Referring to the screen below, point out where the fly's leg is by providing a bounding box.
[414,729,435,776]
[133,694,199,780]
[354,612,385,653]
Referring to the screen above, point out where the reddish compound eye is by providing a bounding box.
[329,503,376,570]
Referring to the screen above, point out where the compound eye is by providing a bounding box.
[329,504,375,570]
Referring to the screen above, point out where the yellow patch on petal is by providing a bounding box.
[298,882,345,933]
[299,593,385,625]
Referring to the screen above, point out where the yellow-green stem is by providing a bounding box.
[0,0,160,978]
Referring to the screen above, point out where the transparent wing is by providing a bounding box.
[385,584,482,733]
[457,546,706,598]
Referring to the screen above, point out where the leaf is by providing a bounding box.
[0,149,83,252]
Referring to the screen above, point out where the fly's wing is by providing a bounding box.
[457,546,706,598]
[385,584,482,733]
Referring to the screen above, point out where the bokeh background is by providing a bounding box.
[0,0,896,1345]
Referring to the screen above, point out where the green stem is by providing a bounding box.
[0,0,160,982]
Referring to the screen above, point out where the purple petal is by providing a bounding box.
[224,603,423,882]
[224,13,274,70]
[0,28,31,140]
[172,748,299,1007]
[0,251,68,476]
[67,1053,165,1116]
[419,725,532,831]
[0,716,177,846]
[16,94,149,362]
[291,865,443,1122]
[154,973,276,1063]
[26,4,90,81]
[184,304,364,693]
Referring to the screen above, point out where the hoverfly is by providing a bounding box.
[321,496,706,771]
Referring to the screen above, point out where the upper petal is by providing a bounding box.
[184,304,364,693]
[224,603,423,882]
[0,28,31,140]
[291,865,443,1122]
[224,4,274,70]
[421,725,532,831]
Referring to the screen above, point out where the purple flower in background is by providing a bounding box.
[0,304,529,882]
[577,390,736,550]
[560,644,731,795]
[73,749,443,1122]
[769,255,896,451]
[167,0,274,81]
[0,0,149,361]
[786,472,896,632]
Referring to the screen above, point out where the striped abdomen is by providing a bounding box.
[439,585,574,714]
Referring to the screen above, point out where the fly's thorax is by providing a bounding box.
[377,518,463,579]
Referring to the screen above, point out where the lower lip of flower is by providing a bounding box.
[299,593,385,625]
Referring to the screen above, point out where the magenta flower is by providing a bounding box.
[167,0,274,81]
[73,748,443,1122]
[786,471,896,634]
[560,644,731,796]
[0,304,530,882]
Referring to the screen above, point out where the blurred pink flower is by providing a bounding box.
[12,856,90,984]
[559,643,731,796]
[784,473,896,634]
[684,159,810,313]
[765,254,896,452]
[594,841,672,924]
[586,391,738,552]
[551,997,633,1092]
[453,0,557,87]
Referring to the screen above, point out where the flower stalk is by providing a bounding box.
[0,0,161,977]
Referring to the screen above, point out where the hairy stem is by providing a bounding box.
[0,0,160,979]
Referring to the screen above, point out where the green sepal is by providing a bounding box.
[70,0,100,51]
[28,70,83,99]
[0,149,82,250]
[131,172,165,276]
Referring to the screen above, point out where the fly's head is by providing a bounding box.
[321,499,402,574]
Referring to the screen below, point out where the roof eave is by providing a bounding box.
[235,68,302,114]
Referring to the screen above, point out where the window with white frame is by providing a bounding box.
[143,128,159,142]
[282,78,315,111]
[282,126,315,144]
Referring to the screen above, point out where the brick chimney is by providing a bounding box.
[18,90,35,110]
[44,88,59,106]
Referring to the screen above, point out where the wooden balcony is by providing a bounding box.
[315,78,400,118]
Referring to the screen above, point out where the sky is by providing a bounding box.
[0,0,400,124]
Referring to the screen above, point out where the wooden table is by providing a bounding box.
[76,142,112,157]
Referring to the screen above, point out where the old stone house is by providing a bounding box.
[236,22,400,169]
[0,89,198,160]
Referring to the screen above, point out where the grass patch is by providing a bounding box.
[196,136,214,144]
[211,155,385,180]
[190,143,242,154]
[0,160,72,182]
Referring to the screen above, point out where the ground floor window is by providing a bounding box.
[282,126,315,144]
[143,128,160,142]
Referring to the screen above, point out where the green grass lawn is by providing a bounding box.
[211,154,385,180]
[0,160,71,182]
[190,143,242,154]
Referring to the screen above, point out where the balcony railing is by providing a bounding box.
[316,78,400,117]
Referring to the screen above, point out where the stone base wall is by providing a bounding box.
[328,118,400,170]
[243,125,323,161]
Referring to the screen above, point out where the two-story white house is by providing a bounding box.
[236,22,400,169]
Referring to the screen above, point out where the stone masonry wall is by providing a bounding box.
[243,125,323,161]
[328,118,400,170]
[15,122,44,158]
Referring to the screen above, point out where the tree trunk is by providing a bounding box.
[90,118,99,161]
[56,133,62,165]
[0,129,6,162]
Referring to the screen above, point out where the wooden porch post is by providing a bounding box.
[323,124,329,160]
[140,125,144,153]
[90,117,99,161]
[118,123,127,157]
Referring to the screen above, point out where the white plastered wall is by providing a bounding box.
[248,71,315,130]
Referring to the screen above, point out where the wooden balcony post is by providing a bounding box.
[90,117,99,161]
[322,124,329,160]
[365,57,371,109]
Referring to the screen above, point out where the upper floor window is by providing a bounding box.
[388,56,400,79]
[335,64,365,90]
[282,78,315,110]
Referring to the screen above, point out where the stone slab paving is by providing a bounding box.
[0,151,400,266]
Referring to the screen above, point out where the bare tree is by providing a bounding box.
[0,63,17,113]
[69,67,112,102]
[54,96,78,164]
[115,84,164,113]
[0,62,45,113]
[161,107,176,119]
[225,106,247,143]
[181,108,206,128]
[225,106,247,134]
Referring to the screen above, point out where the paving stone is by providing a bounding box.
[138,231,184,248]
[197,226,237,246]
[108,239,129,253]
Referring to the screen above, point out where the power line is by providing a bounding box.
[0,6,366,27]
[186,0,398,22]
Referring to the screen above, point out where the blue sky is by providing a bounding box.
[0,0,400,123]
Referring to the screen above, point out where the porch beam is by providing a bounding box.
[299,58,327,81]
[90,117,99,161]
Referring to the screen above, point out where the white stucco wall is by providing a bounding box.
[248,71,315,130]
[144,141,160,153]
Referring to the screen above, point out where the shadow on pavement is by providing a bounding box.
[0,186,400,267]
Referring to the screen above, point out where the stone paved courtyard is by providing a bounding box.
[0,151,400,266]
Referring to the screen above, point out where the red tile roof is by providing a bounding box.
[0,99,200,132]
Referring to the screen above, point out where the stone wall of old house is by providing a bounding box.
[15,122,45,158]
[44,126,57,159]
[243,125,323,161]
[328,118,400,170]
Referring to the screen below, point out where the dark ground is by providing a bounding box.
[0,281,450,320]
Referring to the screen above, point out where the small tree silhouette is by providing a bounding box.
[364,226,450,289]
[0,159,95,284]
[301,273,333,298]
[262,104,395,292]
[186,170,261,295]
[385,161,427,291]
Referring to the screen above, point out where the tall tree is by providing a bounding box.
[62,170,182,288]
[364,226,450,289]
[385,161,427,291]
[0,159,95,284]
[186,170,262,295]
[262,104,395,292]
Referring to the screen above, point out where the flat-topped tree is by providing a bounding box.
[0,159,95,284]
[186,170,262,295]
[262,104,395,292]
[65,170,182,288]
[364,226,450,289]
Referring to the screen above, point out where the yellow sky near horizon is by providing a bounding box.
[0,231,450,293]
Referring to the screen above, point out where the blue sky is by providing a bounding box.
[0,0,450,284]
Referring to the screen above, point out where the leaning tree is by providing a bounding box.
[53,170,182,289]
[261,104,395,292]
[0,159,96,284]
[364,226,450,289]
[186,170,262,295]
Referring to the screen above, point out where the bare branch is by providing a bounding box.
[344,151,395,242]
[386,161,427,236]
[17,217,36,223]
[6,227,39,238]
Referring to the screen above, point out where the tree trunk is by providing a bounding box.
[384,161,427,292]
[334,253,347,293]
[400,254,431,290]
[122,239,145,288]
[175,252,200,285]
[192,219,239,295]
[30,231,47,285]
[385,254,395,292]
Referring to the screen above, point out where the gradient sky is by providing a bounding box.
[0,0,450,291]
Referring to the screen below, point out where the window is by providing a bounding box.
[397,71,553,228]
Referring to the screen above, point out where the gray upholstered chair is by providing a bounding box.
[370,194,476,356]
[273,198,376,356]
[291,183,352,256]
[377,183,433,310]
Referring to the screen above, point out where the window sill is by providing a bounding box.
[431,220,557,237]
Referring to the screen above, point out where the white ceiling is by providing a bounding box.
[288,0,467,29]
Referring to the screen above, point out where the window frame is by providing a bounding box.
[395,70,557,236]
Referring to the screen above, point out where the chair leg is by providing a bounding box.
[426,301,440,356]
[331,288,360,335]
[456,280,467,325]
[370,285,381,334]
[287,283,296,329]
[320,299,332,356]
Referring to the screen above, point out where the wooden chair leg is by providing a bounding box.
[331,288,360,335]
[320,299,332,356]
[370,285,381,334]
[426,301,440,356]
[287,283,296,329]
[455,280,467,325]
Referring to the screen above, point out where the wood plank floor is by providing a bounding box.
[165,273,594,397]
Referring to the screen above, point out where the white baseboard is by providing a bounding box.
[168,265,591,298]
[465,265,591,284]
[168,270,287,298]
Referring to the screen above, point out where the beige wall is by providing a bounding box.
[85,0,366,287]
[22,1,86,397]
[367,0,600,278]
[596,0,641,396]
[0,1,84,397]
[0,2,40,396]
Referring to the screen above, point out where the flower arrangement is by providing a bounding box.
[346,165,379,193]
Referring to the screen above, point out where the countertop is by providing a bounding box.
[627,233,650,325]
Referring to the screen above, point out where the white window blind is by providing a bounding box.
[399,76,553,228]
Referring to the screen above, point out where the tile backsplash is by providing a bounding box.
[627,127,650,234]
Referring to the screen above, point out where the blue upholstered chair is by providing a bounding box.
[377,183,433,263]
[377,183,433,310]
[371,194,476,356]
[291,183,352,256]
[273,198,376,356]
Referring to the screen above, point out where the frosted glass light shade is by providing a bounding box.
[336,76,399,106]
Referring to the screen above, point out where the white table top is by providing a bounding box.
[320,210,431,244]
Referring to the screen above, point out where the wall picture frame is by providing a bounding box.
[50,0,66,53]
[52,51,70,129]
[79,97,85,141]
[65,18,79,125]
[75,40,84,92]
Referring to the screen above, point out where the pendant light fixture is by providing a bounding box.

· · · · ·

What this task involves.
Reproduce the stretch from the line containing "Referring to the screen above, point out where the window sill" through the line containing "[288,0,467,29]", changing "window sill" to "windowsill" and leaving everything else as it is. Return only those lines.

Response for this exercise.
Referring to the screen above, point out where the windowsill is by providing a bounding box.
[431,220,557,237]
Referring to the screen above, point out where the white ceiling is by providing a bounding box.
[288,0,467,29]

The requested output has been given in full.